### DOMANDE
(1) Ricopia dall'estratto tutto ciò che va da "Ed il pensiero" fino a "della semplificazione ignorante.".
(2) Stabilisci se le affermazioni seguenti concordano con l'estratto, rispondendo sì o no e citando le parole del testo che lo decidono.
(a) Nell'estratto la maieutica significa mettere al mondo.
(b) Chi scrive a Gaetano conosceva già la storiella dell'asino.
(c) Chi scrive a Gaetano intende usare il suo commento per un altro post.
(3) Rispondi alle domande seguenti in base all'estratto.
(a) A quali comodità il pensiero costringe gli uomini a rinunciare?
(b) Di che cosa, secondo l'estratto, oggi abbiamo bisogno?
(c) Che cos'è la storiella dell'asino per chi scrive a Gaetano?

### ESTRATTO DELLA PAGINA
"""
Siamo al meglio di quello che gli esseri umani hanno messo nel piatto.
Il pensiero libero dai condizionamenti del potere, non importa se di quello politico o di quello religioso. Lui era per il pensiero libero, che immaginava infiniti mondi, in infiniti universi.
Ed il pensiero che, umile, grazie alle domande, al dubbio di Socrate, si mette a disposizione degli uomini per aiutarli mettere al mondo [la maieutica, che significa mettere al mondo] il logos, la ragione, l'intelligenza, la dignita', la giustizia. Costringendo i poveri di spirito [gli uomini privi di conoscenza], per tutti i tempi a venire, a dover vivere interrogandosi sempre. Costringendo gli uomini a rinunciare alla comodita' dei luoghi comuni, dei pregiudizi, della semplificazione ignorante.
Mi sembra che oggi abbiamo bisogno di rinfrescarci la memoria sui due grandi.
Grazie per averci messo nella condizione di ricordarli.
Un abbraccio.
Caro Gaetano la storiella dell' asino non la conoscevo ti ringrazio......è la vittoria dell' umile.In quanto al tuo commento mi ha colpito soprattutto la frase ....L'uomo, per quanto si evolva, resta sempre nel buio in relazione al mistero della vita e prevalendo in lui il misticismo, il surrogato per accettare questa condizione, finisce per credere che la "terra" che piove su di lui (quella del racconto dell'asino) sia la provvidenza divina per ascendere a lui (Adamo ed Eva non furono fatti in questo modo?). Ma la provvidenza divina, per modo di dire, è anche quella del sistema in cui viviamo che ci sovrasta in tanti modi. .... Infatti sia l' uomo di scienza ( con il suo empirismo) sia l' uomo filosofo ( con i suoi parallelismo e le sue analogie) sia tutti gli uomini cercano di dare una spiegazione ( non riuscendoci mai completamente) al sistema in cui viviamo. Come al solito sei sempre speciale e userò il tuo commento per un altro post. Ciao e grazie.
"""
### DATI DA ANALIZZARE
"""
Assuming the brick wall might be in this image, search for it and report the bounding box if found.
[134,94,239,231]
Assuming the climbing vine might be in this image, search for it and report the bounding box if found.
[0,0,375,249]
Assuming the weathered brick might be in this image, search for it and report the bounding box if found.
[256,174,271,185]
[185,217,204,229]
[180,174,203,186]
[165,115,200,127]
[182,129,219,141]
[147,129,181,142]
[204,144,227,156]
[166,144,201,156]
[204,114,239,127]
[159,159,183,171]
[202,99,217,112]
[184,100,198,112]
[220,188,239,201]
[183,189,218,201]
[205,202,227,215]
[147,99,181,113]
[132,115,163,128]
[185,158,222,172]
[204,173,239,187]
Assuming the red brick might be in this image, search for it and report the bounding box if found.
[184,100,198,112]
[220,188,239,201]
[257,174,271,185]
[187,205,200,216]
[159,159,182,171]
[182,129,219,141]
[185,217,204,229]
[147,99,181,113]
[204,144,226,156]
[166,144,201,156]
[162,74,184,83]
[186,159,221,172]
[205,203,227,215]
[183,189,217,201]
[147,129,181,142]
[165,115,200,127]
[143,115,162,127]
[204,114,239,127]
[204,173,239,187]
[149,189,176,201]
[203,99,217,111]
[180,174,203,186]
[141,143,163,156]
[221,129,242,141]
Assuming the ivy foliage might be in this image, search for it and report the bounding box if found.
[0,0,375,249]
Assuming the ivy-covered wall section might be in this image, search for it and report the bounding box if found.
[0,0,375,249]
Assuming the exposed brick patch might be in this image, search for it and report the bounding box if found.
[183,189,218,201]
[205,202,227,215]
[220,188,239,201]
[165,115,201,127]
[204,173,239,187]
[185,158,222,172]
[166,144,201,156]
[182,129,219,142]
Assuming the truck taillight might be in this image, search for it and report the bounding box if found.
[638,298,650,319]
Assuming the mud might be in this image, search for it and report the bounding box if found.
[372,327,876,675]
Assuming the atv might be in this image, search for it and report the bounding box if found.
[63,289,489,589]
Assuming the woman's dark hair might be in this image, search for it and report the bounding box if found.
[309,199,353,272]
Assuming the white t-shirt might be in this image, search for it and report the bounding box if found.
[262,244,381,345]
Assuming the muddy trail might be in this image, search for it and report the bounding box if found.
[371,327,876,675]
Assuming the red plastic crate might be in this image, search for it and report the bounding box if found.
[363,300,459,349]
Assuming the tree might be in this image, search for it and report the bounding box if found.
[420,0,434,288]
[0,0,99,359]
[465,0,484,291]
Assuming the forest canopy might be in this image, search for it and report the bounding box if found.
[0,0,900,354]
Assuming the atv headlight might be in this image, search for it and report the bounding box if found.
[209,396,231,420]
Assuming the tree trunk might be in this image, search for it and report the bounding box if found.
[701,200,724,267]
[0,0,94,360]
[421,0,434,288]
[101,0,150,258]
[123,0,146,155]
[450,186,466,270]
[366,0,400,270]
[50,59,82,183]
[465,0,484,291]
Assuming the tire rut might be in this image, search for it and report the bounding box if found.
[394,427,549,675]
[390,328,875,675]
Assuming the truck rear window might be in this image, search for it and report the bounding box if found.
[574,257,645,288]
"""
### RISULTATI PER COMPITO
(1)
Ed il pensiero che, umile, grazie alle domande, al dubbio di Socrate, si mette a disposizione degli uomini per aiutarli mettere al mondo [la maieutica, che significa mettere al mondo] il logos, la ragione, l'intelligenza, la dignita', la giustizia. Costringendo i poveri di spirito [gli uomini privi di conoscenza], per tutti i tempi a venire, a dover vivere interrogandosi sempre. Costringendo gli uomini a rinunciare alla comodita' dei luoghi comuni, dei pregiudizi, della semplificazione ignorante.

(2)
(a) Sì: "[la maieutica, che significa mettere al mondo]"
(b) No: "la storiella dell' asino non la conoscevo"
(c) Sì: "userò il tuo commento per un altro post"

(3)
(a) Alla comodità dei luoghi comuni, dei pregiudizi e della semplificazione ignorante.
(b) Di rinfrescarci la memoria sui due grandi.
(c) La vittoria dell'umile.